Please copy word for word the lines of the records below, starting with the line that contains "In this exercise you will find the beige necktie" and going on through the final line of the records.

________________________________________

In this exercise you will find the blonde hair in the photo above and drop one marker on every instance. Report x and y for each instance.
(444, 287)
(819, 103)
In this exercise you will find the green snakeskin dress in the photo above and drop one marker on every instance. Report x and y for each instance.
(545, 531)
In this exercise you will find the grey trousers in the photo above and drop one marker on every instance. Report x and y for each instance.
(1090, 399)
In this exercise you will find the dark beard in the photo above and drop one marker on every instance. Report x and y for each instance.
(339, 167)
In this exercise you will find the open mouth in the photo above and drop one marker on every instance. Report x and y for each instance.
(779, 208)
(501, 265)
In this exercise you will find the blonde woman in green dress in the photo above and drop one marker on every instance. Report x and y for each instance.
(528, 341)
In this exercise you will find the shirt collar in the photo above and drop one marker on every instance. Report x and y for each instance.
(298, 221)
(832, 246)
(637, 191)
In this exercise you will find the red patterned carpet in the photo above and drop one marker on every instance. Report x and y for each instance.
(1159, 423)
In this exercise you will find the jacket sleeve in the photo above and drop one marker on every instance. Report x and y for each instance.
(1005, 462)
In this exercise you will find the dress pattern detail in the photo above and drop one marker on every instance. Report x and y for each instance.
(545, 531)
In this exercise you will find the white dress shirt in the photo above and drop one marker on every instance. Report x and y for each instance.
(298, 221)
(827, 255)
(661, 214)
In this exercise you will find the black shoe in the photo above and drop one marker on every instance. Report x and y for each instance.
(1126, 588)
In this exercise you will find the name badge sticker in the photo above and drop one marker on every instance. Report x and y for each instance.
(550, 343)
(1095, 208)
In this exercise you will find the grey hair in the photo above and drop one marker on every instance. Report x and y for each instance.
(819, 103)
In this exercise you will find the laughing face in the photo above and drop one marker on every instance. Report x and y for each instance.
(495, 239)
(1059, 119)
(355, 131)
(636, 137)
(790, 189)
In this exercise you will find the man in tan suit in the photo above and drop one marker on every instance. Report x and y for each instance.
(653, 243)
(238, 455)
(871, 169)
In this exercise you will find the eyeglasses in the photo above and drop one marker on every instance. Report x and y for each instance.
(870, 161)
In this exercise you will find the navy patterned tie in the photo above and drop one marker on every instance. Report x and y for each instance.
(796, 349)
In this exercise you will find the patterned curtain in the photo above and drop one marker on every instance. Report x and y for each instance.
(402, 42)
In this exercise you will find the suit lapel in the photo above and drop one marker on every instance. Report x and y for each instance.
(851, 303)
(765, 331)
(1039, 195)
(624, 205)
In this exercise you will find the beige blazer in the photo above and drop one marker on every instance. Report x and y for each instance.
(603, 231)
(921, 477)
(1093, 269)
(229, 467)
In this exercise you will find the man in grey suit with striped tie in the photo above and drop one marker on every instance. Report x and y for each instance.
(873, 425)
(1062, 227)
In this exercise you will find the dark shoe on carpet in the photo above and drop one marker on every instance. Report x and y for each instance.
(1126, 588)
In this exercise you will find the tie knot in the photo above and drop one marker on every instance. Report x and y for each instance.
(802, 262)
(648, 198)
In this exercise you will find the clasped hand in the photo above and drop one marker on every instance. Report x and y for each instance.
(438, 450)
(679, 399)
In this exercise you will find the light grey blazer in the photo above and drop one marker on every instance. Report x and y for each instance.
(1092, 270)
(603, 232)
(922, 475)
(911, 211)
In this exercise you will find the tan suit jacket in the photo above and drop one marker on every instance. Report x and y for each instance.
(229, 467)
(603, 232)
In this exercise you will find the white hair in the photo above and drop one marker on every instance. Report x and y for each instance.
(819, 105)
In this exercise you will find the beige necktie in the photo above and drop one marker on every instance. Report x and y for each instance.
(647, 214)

________________________________________

● REPLY:
In this exercise you will find the beige necktie in the photo above and drop one marker on every instance. Report x and y for each instance.
(647, 214)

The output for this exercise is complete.